*Problem description*
Please show each line of the material below that contains the string "space".

Data items:

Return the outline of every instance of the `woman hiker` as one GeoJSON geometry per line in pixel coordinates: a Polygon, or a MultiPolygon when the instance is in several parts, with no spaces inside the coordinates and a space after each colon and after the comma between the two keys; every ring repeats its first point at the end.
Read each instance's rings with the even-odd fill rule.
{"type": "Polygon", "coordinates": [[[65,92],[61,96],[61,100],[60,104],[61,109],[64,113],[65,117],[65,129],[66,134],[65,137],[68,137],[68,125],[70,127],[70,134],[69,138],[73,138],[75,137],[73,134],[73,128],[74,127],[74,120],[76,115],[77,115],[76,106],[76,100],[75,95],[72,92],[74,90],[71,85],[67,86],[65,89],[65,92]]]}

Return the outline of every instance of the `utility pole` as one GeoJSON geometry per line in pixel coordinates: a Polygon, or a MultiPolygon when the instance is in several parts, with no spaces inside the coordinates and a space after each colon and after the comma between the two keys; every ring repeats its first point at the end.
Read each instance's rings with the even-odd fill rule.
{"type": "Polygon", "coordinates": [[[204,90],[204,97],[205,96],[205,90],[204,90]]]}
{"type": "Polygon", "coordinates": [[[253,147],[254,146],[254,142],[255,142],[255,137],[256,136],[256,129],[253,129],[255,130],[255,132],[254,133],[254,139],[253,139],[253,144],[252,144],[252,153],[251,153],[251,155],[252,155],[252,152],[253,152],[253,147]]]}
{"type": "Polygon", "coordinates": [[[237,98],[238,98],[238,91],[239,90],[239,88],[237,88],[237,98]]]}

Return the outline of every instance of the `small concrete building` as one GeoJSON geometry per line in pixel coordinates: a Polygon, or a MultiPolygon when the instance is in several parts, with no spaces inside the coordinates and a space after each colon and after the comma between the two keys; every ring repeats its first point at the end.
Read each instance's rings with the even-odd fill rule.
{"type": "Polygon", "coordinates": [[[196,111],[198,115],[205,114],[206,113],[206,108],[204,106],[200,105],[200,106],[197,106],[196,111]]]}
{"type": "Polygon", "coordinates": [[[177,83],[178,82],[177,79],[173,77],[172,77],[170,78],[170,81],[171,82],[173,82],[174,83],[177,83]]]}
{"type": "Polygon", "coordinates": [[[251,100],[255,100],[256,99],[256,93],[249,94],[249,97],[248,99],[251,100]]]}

*Answer to the task*
Return the outline of every instance of the `woman hiker` as one GeoJSON geometry per line in pixel coordinates: a Polygon, or a MultiPolygon when the instance is in several parts, with no spaces inside the coordinates and a space after each colon and after the comma between the two keys; every ring repeats its first point at the end.
Return the outline of every instance of the `utility pole` as one GeoJSON geometry per line in pixel coordinates: a Polygon, or a MultiPolygon when the instance is in several parts, with no spaces inside the coordinates and a space after each colon and after the comma between the two keys; every ring repeats its first point at the end.
Return the outline of every instance of the `small concrete building` as one GeoJSON geometry per line in pixel coordinates: a Polygon, or a MultiPolygon when the instance is in several parts, with no spaces inside the coordinates and a space after each colon and after the comma between the two keys; every ring repeats its first point at the end.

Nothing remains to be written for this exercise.